◆ Activity:
Your task is to retype the listing word for word.

◆ Data provided:
----------

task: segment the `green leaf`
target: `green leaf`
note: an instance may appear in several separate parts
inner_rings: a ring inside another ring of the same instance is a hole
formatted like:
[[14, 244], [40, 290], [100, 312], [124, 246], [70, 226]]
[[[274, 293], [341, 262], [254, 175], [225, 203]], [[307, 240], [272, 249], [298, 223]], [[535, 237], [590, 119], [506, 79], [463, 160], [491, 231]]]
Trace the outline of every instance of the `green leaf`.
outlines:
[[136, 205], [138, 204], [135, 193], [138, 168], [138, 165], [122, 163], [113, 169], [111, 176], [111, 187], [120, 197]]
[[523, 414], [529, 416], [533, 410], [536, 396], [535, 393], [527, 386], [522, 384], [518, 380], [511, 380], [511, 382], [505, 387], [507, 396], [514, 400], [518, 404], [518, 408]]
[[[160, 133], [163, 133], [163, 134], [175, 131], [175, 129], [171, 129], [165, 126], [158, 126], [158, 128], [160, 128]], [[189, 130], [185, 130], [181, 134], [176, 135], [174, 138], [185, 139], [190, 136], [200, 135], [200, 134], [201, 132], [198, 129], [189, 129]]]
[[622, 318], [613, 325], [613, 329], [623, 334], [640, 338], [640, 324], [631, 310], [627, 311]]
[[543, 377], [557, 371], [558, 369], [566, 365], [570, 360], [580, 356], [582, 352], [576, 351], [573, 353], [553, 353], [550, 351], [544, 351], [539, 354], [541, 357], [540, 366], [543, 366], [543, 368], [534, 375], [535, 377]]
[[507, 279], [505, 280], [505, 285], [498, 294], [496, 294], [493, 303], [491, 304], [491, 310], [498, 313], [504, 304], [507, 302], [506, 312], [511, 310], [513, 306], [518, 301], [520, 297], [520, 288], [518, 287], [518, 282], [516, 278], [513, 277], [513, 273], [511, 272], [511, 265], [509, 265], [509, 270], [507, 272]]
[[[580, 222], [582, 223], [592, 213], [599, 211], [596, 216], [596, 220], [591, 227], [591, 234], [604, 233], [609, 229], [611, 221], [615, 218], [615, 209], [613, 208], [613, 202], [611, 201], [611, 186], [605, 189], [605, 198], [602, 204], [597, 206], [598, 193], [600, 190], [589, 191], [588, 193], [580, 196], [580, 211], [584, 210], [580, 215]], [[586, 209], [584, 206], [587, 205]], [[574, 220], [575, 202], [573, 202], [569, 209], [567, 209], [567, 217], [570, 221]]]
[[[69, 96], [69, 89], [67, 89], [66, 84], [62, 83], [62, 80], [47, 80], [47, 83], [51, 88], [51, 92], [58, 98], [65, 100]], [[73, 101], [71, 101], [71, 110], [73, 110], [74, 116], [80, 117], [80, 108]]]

----------

◆ Result of this exercise:
task: segment the `green leaf`
target: `green leaf`
note: an instance may appear in several separate parts
inner_rings: a ring inside another ring of the same instance is a hole
formatted like:
[[14, 244], [40, 290], [100, 312], [124, 246], [70, 226]]
[[[274, 293], [341, 262], [254, 175], [225, 203]], [[307, 240], [272, 249], [298, 223]], [[535, 237], [590, 119], [506, 79], [463, 160], [491, 231]]]
Trace the outline of every instance of the `green leaf`.
outlines:
[[136, 205], [138, 204], [135, 193], [138, 168], [138, 165], [122, 163], [113, 169], [111, 176], [111, 187], [120, 197]]
[[523, 414], [529, 416], [533, 410], [536, 396], [535, 393], [527, 386], [522, 384], [518, 380], [511, 380], [511, 382], [505, 387], [507, 396], [514, 400], [518, 404], [518, 408]]
[[[160, 133], [163, 133], [163, 134], [175, 131], [175, 129], [171, 129], [165, 126], [158, 126], [158, 128], [160, 128]], [[189, 130], [185, 130], [181, 134], [176, 135], [174, 138], [185, 139], [190, 136], [200, 135], [200, 134], [201, 132], [198, 129], [189, 129]]]
[[622, 318], [613, 325], [613, 329], [623, 334], [640, 338], [640, 324], [631, 310], [627, 311]]
[[543, 377], [557, 371], [558, 369], [566, 365], [570, 360], [580, 356], [582, 352], [576, 351], [573, 353], [553, 353], [550, 351], [544, 351], [539, 354], [541, 357], [540, 366], [543, 366], [543, 368], [534, 375], [535, 377]]
[[507, 279], [505, 280], [505, 285], [498, 294], [496, 294], [493, 303], [491, 304], [491, 310], [498, 313], [504, 304], [507, 302], [506, 312], [511, 310], [513, 306], [518, 301], [520, 297], [520, 288], [518, 287], [518, 282], [516, 278], [513, 277], [513, 273], [511, 272], [511, 265], [509, 265], [509, 270], [507, 272]]
[[[580, 222], [582, 223], [592, 213], [599, 211], [596, 216], [596, 220], [591, 227], [591, 234], [604, 233], [609, 229], [611, 221], [615, 218], [615, 209], [613, 208], [613, 202], [611, 201], [611, 186], [605, 189], [605, 198], [602, 204], [597, 206], [598, 193], [600, 190], [589, 191], [588, 193], [580, 196], [580, 211], [584, 210], [580, 215]], [[586, 209], [584, 206], [587, 205]], [[574, 220], [575, 202], [573, 202], [569, 209], [567, 209], [567, 217], [570, 221]]]
[[[69, 96], [69, 89], [67, 89], [66, 84], [62, 83], [62, 80], [47, 80], [47, 83], [51, 88], [51, 92], [58, 98], [65, 100]], [[73, 101], [71, 101], [71, 110], [73, 110], [74, 116], [80, 117], [80, 108]]]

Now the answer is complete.